**AIM:**
Arrange the records from the line containing "Target: parked car" through the line containing "column 469, row 277" as a Markdown table with the columns Row and Line, numbering each row and omitting blank lines.

**Stored data entries:**
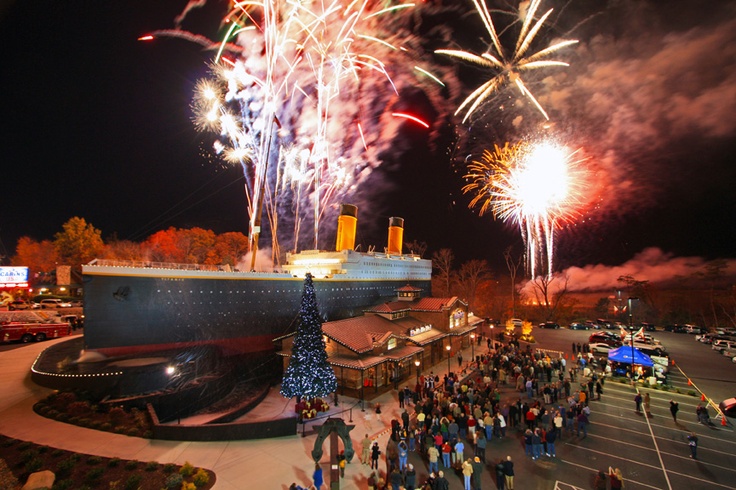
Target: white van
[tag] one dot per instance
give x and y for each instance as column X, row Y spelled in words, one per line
column 54, row 303
column 721, row 345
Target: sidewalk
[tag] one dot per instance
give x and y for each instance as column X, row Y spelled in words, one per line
column 267, row 463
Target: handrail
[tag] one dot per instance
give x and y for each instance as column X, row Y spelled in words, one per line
column 326, row 416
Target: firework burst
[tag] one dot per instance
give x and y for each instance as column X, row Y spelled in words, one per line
column 505, row 66
column 293, row 98
column 535, row 186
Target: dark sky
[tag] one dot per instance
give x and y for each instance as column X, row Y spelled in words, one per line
column 97, row 124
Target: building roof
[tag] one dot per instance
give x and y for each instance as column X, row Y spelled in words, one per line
column 420, row 304
column 360, row 333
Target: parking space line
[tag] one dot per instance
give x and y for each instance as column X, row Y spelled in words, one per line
column 641, row 464
column 596, row 471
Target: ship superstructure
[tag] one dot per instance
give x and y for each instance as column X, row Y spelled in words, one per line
column 134, row 307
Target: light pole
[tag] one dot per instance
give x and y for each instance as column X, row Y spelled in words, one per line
column 449, row 348
column 631, row 334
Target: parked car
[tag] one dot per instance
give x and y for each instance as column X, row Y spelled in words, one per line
column 675, row 328
column 648, row 327
column 54, row 303
column 605, row 337
column 721, row 344
column 23, row 305
column 601, row 347
column 692, row 329
column 549, row 325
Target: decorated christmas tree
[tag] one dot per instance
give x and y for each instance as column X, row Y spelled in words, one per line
column 308, row 375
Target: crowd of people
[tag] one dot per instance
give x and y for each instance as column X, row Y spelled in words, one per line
column 452, row 421
column 447, row 419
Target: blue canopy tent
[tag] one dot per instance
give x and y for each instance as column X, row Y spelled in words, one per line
column 624, row 354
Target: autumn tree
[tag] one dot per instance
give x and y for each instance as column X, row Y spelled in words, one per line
column 39, row 257
column 231, row 247
column 442, row 261
column 124, row 250
column 78, row 243
column 469, row 277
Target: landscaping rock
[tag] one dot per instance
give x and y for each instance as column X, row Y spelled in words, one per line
column 39, row 480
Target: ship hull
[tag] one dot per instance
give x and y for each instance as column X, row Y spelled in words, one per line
column 133, row 311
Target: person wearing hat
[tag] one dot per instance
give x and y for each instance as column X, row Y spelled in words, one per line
column 477, row 473
column 467, row 469
column 410, row 478
column 441, row 483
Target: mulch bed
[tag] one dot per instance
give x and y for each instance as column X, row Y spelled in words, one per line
column 18, row 459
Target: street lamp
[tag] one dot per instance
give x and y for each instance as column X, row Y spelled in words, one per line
column 631, row 334
column 449, row 348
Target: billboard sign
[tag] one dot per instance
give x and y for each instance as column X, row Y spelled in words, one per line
column 13, row 277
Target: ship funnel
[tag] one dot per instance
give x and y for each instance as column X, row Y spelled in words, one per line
column 346, row 224
column 395, row 235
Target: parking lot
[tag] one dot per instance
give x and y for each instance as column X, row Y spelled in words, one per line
column 653, row 452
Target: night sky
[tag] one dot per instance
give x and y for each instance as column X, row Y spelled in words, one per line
column 99, row 125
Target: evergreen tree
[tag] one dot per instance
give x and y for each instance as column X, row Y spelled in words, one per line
column 309, row 374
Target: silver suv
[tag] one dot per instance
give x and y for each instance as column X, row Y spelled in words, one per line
column 54, row 303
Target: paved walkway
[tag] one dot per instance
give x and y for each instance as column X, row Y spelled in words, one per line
column 267, row 464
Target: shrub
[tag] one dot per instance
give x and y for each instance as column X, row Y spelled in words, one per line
column 174, row 480
column 33, row 465
column 65, row 467
column 117, row 415
column 133, row 482
column 28, row 455
column 62, row 485
column 24, row 446
column 186, row 470
column 63, row 400
column 94, row 475
column 94, row 460
column 201, row 478
column 79, row 409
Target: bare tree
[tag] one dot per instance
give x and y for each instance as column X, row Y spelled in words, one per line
column 416, row 247
column 513, row 265
column 549, row 292
column 471, row 274
column 442, row 261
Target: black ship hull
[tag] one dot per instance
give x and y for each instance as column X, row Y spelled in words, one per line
column 133, row 313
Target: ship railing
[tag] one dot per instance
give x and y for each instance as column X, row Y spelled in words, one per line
column 147, row 264
column 331, row 414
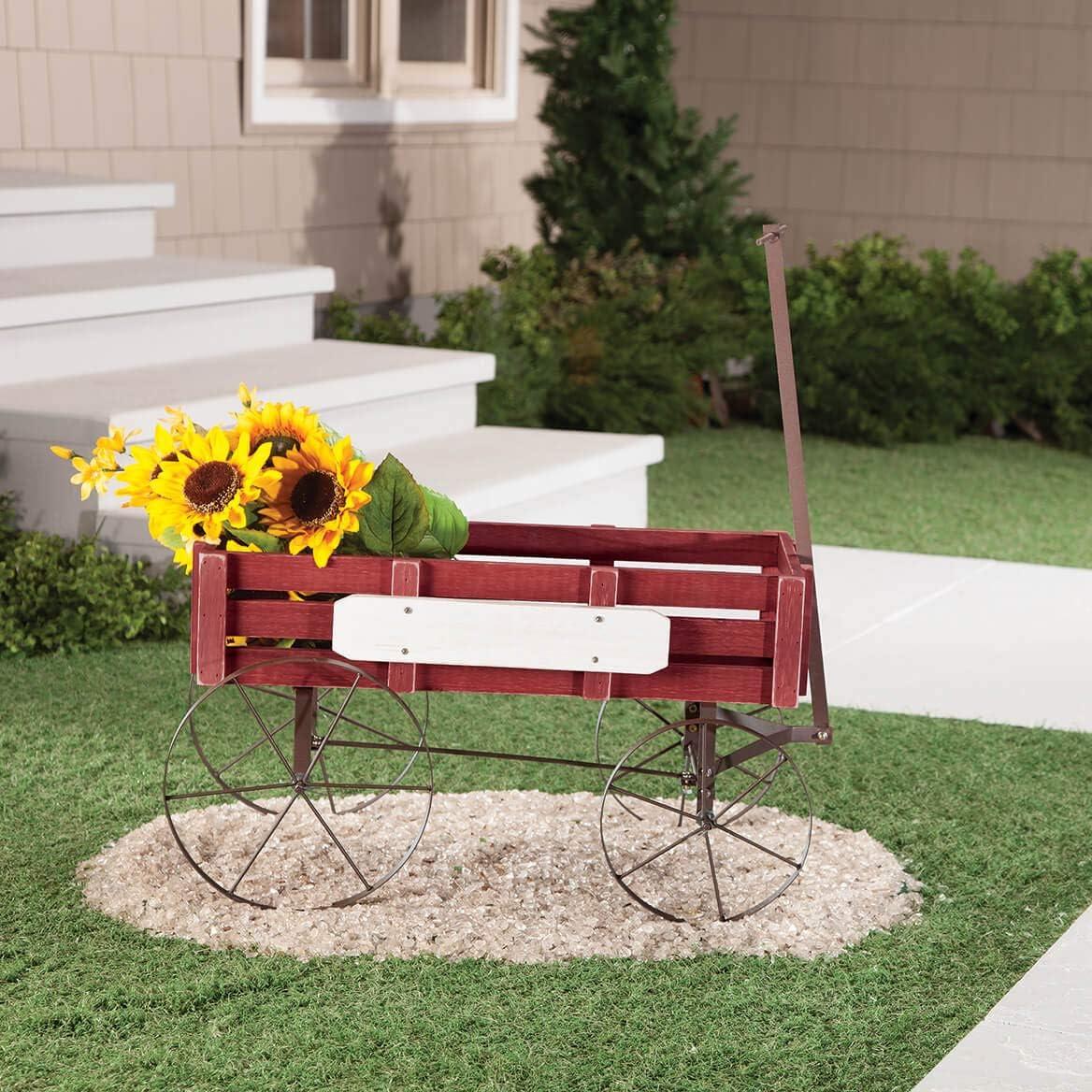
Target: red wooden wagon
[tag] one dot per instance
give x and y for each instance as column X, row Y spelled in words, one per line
column 631, row 618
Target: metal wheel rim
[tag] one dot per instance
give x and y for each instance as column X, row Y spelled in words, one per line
column 241, row 797
column 349, row 901
column 655, row 713
column 754, row 908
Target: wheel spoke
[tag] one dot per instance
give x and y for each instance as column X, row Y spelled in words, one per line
column 325, row 778
column 330, row 730
column 265, row 727
column 758, row 845
column 372, row 786
column 712, row 872
column 251, row 748
column 223, row 792
column 758, row 781
column 627, row 770
column 265, row 842
column 660, row 804
column 336, row 840
column 660, row 853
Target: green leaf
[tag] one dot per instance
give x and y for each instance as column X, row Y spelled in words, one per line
column 266, row 541
column 395, row 520
column 171, row 539
column 448, row 528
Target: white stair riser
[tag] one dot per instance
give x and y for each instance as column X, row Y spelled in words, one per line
column 376, row 427
column 84, row 348
column 621, row 499
column 65, row 238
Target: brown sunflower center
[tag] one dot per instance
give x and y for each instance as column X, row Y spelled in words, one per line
column 281, row 442
column 317, row 497
column 211, row 486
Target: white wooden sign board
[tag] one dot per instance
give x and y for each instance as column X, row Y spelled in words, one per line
column 500, row 634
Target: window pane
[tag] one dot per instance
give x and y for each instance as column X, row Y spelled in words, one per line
column 307, row 30
column 329, row 31
column 433, row 31
column 284, row 35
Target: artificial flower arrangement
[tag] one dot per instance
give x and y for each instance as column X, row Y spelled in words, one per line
column 277, row 480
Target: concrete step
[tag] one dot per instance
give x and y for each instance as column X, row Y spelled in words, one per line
column 79, row 319
column 51, row 219
column 540, row 475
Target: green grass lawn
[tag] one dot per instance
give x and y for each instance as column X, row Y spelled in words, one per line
column 1014, row 501
column 994, row 821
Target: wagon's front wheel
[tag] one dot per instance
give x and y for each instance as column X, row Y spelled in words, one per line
column 682, row 827
column 300, row 797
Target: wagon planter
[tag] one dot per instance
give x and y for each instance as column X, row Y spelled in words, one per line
column 311, row 696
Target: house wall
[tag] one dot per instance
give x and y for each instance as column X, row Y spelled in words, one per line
column 956, row 122
column 150, row 90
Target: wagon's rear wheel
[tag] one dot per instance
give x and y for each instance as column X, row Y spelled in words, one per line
column 227, row 775
column 682, row 831
column 298, row 797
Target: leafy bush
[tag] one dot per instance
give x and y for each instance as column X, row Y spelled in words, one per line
column 1052, row 371
column 623, row 161
column 56, row 594
column 888, row 350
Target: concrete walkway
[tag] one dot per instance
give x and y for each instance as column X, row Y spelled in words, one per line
column 956, row 637
column 1039, row 1037
column 992, row 641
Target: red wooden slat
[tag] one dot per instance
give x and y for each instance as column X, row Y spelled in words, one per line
column 405, row 580
column 787, row 648
column 721, row 637
column 504, row 580
column 602, row 593
column 629, row 544
column 208, row 623
column 682, row 587
column 278, row 572
column 308, row 622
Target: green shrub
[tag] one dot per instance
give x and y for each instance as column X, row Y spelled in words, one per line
column 56, row 594
column 1053, row 365
column 623, row 161
column 886, row 350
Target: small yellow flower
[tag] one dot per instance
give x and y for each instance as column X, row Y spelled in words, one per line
column 180, row 422
column 108, row 448
column 147, row 467
column 321, row 489
column 90, row 476
column 208, row 485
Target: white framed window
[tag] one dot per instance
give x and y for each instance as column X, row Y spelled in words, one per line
column 343, row 63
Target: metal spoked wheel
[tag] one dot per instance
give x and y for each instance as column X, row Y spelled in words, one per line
column 622, row 720
column 321, row 814
column 226, row 777
column 682, row 830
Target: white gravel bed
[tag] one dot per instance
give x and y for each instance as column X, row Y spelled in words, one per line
column 515, row 876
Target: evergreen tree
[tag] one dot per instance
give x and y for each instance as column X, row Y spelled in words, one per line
column 624, row 162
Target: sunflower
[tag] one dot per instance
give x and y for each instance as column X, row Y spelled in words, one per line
column 208, row 485
column 280, row 424
column 145, row 467
column 320, row 493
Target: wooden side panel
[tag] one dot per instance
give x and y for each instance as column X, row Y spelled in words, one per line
column 603, row 592
column 743, row 682
column 787, row 650
column 208, row 623
column 405, row 581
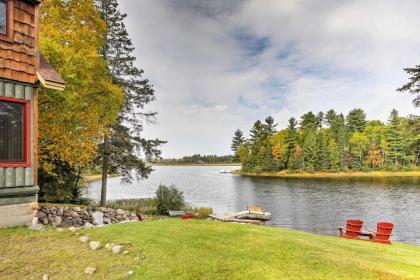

**PROBLEM SOLUTION:**
| Row | Line |
|---|---|
| 1 | Target: parked car |
| 2 | [tag] one dot per instance |
| 3 | give x and y for each instance as column X, row Y spelled in words, one per line |
| 4 | column 675, row 328 |
| 5 | column 648, row 327 |
| 6 | column 54, row 303 |
| 7 | column 605, row 337 |
| 8 | column 721, row 344 |
| 9 | column 23, row 305 |
| 10 | column 601, row 347 |
| 11 | column 692, row 329 |
| 12 | column 549, row 325 |
| 13 | Target: decorated christmas tree |
| 14 | [tag] one dot per instance |
| 15 | give x and y for each instance as column X, row Y spelled in words, one per line |
| 16 | column 308, row 375 |
| 17 | Target: crowd of people |
| 18 | [tag] one dot per instance |
| 19 | give x and y for each instance as column X, row Y spelled in words, one per line |
| 20 | column 452, row 421 |
| 21 | column 447, row 419 |
| 22 | Target: blue canopy tent |
| 23 | [tag] one dot per instance |
| 24 | give x and y for each instance as column X, row Y spelled in words, one per line |
| 25 | column 624, row 354 |
| 26 | Target: autumn tree |
| 27 | [tag] one dot per instance |
| 28 | give x and y for each instance as column X, row Y spelled in words, one per line |
| 29 | column 39, row 257 |
| 30 | column 231, row 247 |
| 31 | column 442, row 261 |
| 32 | column 124, row 250 |
| 33 | column 78, row 243 |
| 34 | column 469, row 277 |